===== Data section

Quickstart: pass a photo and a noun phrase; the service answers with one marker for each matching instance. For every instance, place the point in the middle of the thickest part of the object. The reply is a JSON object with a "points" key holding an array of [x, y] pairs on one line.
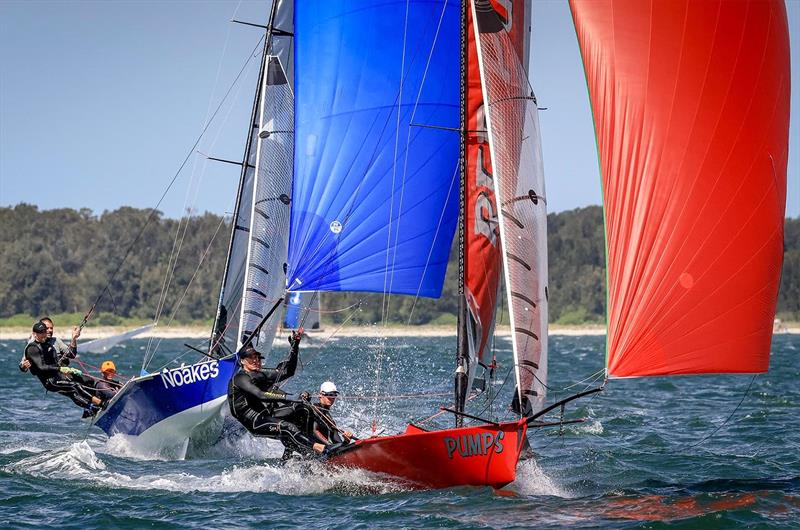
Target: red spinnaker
{"points": [[691, 110]]}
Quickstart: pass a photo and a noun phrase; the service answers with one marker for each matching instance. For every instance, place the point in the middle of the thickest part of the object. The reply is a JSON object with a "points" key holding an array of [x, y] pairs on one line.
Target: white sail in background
{"points": [[106, 343], [515, 146], [268, 242]]}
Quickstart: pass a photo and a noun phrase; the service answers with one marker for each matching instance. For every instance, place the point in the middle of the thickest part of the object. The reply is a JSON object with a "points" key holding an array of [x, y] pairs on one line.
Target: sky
{"points": [[101, 103]]}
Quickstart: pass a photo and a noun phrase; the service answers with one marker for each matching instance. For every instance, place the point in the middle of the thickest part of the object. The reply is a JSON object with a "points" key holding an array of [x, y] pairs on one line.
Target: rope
{"points": [[153, 212], [746, 392], [188, 285]]}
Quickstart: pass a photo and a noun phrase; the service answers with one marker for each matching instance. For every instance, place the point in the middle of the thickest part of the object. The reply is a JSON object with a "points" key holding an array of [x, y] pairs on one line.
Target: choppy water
{"points": [[641, 460]]}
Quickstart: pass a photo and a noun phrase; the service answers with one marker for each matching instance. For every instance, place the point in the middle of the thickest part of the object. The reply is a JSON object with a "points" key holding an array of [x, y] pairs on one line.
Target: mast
{"points": [[461, 381], [222, 318]]}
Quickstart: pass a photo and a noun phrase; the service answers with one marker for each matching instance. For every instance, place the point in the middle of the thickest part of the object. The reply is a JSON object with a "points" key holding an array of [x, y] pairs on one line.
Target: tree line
{"points": [[61, 260]]}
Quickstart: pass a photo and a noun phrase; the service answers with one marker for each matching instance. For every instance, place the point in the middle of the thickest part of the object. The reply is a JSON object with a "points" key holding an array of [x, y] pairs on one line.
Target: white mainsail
{"points": [[515, 146]]}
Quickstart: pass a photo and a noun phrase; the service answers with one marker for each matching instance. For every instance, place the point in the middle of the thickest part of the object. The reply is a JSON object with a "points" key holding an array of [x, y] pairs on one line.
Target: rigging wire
{"points": [[188, 285], [154, 210]]}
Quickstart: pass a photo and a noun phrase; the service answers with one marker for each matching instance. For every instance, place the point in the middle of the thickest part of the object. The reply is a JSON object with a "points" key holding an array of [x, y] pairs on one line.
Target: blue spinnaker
{"points": [[375, 195]]}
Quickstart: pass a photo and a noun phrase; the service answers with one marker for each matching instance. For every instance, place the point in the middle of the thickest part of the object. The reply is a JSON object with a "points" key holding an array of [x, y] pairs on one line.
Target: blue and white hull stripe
{"points": [[155, 398]]}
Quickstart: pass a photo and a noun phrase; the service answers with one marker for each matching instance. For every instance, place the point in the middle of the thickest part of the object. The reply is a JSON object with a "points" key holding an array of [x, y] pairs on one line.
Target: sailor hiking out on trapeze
{"points": [[266, 410]]}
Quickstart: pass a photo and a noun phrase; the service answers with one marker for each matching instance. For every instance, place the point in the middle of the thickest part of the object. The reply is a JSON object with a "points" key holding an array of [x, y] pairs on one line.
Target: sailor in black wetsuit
{"points": [[43, 358], [263, 408], [324, 427]]}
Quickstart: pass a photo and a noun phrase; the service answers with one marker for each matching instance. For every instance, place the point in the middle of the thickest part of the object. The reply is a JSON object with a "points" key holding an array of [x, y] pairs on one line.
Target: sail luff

==========

=== Set exercise ===
Copy everything in the records above except the pictures, exactly as written.

=== Output for this exercise ===
Quickstart: pass a photo and a noun phrase; the service answers with one marker for each matching instance. For every instance, place the point in the middle of the thickest part of the object. The reply is a JSON object with a "points" key holding an array of [x, y] pairs on one line.
Target: red spinnaker
{"points": [[691, 110]]}
Quickstart: pass a photo and a noun phrase; the service answers with one marker for each matching instance. For every instance, place the point in the middle of the thickest part of the object. The reply is a JSON object with a "points" key holding an array of [x, y] pairs on one line.
Target: white sail in background
{"points": [[106, 343], [515, 146], [268, 242]]}
Quickstart: pass a photo and a noun phrase; the service answers with one marker for each matching instance. For every instance, place the point in the middle of the thickest part of the object. The reply is a JSON object with a "points" key holding an array of [x, y] pairs on one line.
Target: sky
{"points": [[101, 103]]}
Quickstart: pass a photo and a noun phrase; the service answers with one marker for each matching instance. For every instance, place the point in the middle of the thickest part of the object. The reply is a JSON object with a "points" key holding an array of [x, y] pairs on one line.
Target: rope
{"points": [[153, 212], [746, 392], [188, 285]]}
Quickstart: pass a photo and a noun phrase; the service answers with one marker for each matching instance. For every instance, place the point in the middle of the thickest part of the object. The reply is a JSON object with a "points" key holding an array of [x, y] pairs on one line.
Target: choppy water
{"points": [[641, 460]]}
Quickstart: pass a photo and a noun phrase; the service answers with one marker for each matching instance. For every instance, place the point in the middle of the thickest part of the object. The reply is a JSON object with a "points" key holding an array of [x, y] pairs on one line.
Target: mast
{"points": [[461, 381], [222, 318]]}
Quickstart: pass a photo and a noun phrase; the service answers with one marker for each matching instance. For every instance, place the point in the middle of the thickest part of the object. The reply is a JSON object with a "points" key holding an array of [x, y] pairs on one line.
Target: tree line
{"points": [[61, 260]]}
Quickstart: pass a photo and a noun phrase; the service answers with one marker for each matching instance. For every instance, place the point in the middle of the thickest part of the object. The reply is a JSON object with a "points" key holding an array of [x, y] pairs on one line.
Target: white mainsail
{"points": [[515, 146]]}
Quickstart: pass a photo and a noun phrase; the service answers with one marker for each matching instance. For every instance, place the point in the middle of the thickest part of the object. The reply is a JSON object with a "points" key holding an array of [x, y] pairs on one line.
Target: rigging wire
{"points": [[188, 285], [154, 210]]}
Quickstart: pass a photo and a noun phrase; the service answers with one marker for each matching instance. For every instance, place the point in the middle of the thickest part of the object. The reply is a JSON object with a "points" key holding an array of [x, y] pairs on one line.
Target: blue spinnaker
{"points": [[375, 195]]}
Quickstart: pass a photo and a noun phrase; the service answers with one marker for each matching instance. For every instance, place the point in the middle of the thickest part of the object. The reply is a JSON object with a "points" key holding an array of [x, y] pairs on one line.
Target: blue and white hull stripe
{"points": [[155, 398]]}
Quickstart: pass a photo and a noun phrase; the service answers with one marker for each matching instance. For every instance, place the point in the middle of the thickest part of the object. The reply is a JSON object with a "points" key holding an array of [x, y] pairs on one line.
Target: sailor hiking out on trapeze
{"points": [[266, 410]]}
Quickstart: pass a photo and a noun phrase; the service answers with one marker for each matching instance. For every instance, place the point in the middle of the thickest part of the object. The reply is a JSON object with a "points" key holding an array of [x, y] pairs on one line.
Target: sailor in black wetsuit
{"points": [[43, 358], [263, 408], [324, 427]]}
Quickstart: pass a photo and a noun phrase; the service answers with one marker for each matching instance. For every instance, place the point in the middle of the thickest part of the object. The reply is a JSON object with a "points" key holding an array of [x, y] pairs on one line.
Target: sail luff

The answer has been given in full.